_Fragment tekstu_

----------------

Taki to był wieczór, że nawet ci, którzy zdawali się widzieć na boisku wszystko, nie wierzyli w to, co się dzieje. Na Twitterze były angielski napastnik Gary Lineker pisał, że to “całkowicie absurdalne”, niemiecki sprinter Julian Reus pytał, czy to się dzieje naprawdę, a koszykarz Dirk Nowitzki ćwierknięcie o wyczynie Polaka zakończył trzema pytajnikami. Za głowę łapał się też Pep Guardiola, choć z wybitnymi napastnikami grał (Romario, Ronaldo, Baggio) i nimi zarządzał (Messi, Eto’o, Henry, Villa). – W życiu czegoś takiego nie widziałem – powiedział trener Bayernu. I pewnie miał rację. Trzy lata temu jego Barcelona pokonała Leverkusen 7:1 w 1/8 finału Ligi Mistrzów, a Messi strzelił pięć goli, ale okoliczności były inne. Argentyńczyk zaczął w pierwszej jedenastce, Lewandowski wbiegł na boisko dopiero po przerwie, bo kilka dni leczył kontuzjowaną kostkę. Messi strzelał godzinę (od 25. do 85. minuty), Polak wyrobił się w dziewięć minut (od 51. do 60.). Różnica między rywalami też wydawała się większa, Barcelona była niemal pewna awansu, bo w Leverkusen wygrała 3:1. Bayern natomiast miesiąc temu tylko zremisował z Wolfsburgiem w Superpucharze (w karnych przegrał), w styczniu dostał lanie 1:4, do przerwy przegrywał 0:1. Nawiasem mówiąc, Hiszpanie potrafią takie wyczyny nazywać: cztery gole to “poker”, Lewandowski popisał się “manitą”, czyli “rączką”. Lewandowski strzelił we wtorek najszybszego hat-tricka w historii Bundesligi i został pierwszym zawodnikiem ligi niemieckiej, który zdobył trzy bramki, zaczynając mecz na ławce. Od czasu, gdy firmy statystyczne prowadzą pomiary, żaden piłkarz w czołowych ligach Europy nie trafił pięć razy w tak krótkim czasie.
Raz jeszcze o Lewym, od Dariusza Wołowskiego. Gwiazda impregnowana na wodę sodową.

----------------

_Zadanie_
Napisz dalszy ciąg tekstu o pięciu golach Lewandowskiego, zaczynając od miejsca po jego ostatnim zdaniu.

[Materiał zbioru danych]

----------------

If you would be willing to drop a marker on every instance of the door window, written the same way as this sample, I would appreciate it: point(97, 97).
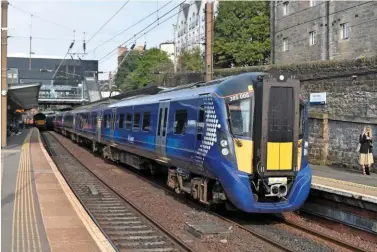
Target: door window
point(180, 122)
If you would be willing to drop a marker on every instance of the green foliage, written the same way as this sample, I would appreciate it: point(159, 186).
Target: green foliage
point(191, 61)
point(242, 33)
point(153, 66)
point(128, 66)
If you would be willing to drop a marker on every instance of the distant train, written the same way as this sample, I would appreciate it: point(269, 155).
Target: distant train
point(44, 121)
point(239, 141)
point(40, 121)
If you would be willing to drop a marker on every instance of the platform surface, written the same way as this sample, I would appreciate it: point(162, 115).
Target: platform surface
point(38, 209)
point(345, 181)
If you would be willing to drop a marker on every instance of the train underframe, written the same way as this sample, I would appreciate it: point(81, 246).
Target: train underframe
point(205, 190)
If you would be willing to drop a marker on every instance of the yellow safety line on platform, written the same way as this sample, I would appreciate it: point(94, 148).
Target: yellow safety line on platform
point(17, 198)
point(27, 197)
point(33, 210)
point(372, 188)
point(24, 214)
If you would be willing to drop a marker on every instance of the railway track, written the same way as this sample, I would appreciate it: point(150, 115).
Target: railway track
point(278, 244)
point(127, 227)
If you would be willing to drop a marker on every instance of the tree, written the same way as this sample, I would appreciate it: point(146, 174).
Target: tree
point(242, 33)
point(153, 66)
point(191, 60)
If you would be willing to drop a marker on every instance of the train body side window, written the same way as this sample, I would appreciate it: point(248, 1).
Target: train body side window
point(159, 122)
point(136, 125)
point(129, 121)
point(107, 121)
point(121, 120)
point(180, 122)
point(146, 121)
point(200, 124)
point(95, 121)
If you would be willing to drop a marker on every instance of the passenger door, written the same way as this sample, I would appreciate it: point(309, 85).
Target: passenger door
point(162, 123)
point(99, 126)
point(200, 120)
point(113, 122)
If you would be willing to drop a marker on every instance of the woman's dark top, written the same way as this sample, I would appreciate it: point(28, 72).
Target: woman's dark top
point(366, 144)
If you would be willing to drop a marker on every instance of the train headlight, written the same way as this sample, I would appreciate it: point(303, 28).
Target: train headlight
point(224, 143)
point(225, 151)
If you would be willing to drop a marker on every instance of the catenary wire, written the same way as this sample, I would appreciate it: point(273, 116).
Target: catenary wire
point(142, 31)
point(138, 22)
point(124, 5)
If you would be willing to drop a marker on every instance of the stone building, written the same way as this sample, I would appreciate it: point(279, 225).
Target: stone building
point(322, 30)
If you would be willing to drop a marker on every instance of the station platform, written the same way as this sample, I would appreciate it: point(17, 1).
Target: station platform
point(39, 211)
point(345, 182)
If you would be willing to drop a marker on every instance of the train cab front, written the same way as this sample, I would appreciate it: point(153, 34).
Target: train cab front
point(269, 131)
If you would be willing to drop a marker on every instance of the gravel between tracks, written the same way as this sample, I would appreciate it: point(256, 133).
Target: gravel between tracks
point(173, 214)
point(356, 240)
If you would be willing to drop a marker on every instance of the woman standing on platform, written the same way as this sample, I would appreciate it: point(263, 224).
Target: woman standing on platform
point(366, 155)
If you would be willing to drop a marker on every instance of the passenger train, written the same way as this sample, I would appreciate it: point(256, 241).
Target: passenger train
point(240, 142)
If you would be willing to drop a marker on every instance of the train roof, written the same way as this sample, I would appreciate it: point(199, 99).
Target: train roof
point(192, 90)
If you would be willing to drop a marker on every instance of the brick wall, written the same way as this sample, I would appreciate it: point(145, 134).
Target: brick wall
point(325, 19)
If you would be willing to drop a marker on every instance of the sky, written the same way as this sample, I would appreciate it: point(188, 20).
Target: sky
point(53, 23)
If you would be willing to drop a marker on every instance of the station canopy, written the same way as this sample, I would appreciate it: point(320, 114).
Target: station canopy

----------------

_Odpowiedź_
– Fenomen Roberta polega na powadze i pracowitości – opowiadają koledzy Lewandowskiego z czasów wspólnej gry w Zniczu Pruszków. Tam gwiazdor Bayernu, który we wtorek wbił pięć goli w meczu z Wolfsburgiem w Bundeslidze, od 2006 roku ratował karierę po tym, jak zrezygnowała z niego stołeczna Legia. Poza wspaniałymi golami, na przykład czterema wbitymi Realowi Madryt w półfinale Ligi Mistrzów w kwietniu 2013 roku, za Lewandowskim stoi wizerunek sportowca wzorowego. Nieprawdopodobne, że dotyczy to piłkarza, a więc przedstawiciela dyscypliny szczególnie podatnej na zaprzepaszczanie szans i trwonienie talentu. Historia polskiej piłki to w ostatnich 20 latach lista młodych ludzi, którzy wyjeżdżali do zagranicznych klubów i się gubili. Dwukrotny mistrz olimpijski w pchnięciu kulą Tomasz Majewski postawił kiedyś tezę, że polskich piłkarzy demoralizuje przedwczesny rozgłos i wielkie pieniądze. Lewandowski jest na to impregnowany. Sława nie zepchnęła go z kursu, nie skusił go status celebryty, 27-letni piłkarz jest skupiony na futbolu. Ani jednej afery, ani jednego skandalu, nic, co mogłoby wskazywać, że powodzenie i majątek uderzyły mu do głowy. – Po śmierci ojca dziesięć lat temu Robert stał się przedwcześnie dojrzały. Jakby chciał zostać głową rodziny, wsparciem dla matki i siostry – mówi Artur Januszewski, który grał z Lewandowskim w Pruszkowie.
SUPER EXPRESS
Lewandowski, Lewandowski, Lewandowski… Wszędzie on. Superak dziś poświęca mu właściwie trzy strony.
Że zachwycony jest nim cały świat – wiemy. Że żona upiekła ciasto na piątkę – w porządku. Spójrzmy więc na materiał o polskich bombardierach.
W klubach (najpierw Borussia, teraz Bayern) Lewandowski osiągnął już strzelecki Everest. Teraz wychowankowi Varsovii trzeba życzyć meczu życia w kadrze, snajperskiego popisu w starciu z trudnym rywalem. Takie spotkania rozegrali jego wielcy poprzednicy. Poza wspomnianym Wilimowskim, jeszcze Cieślik, Deyna czy Boniek. Mamy nadzieję, że już wkrótce Robert pójdzie w ich ślady. Najbliższa świetna okazja trafi się 8 października – w wyjazdowym meczu ze Szkocją.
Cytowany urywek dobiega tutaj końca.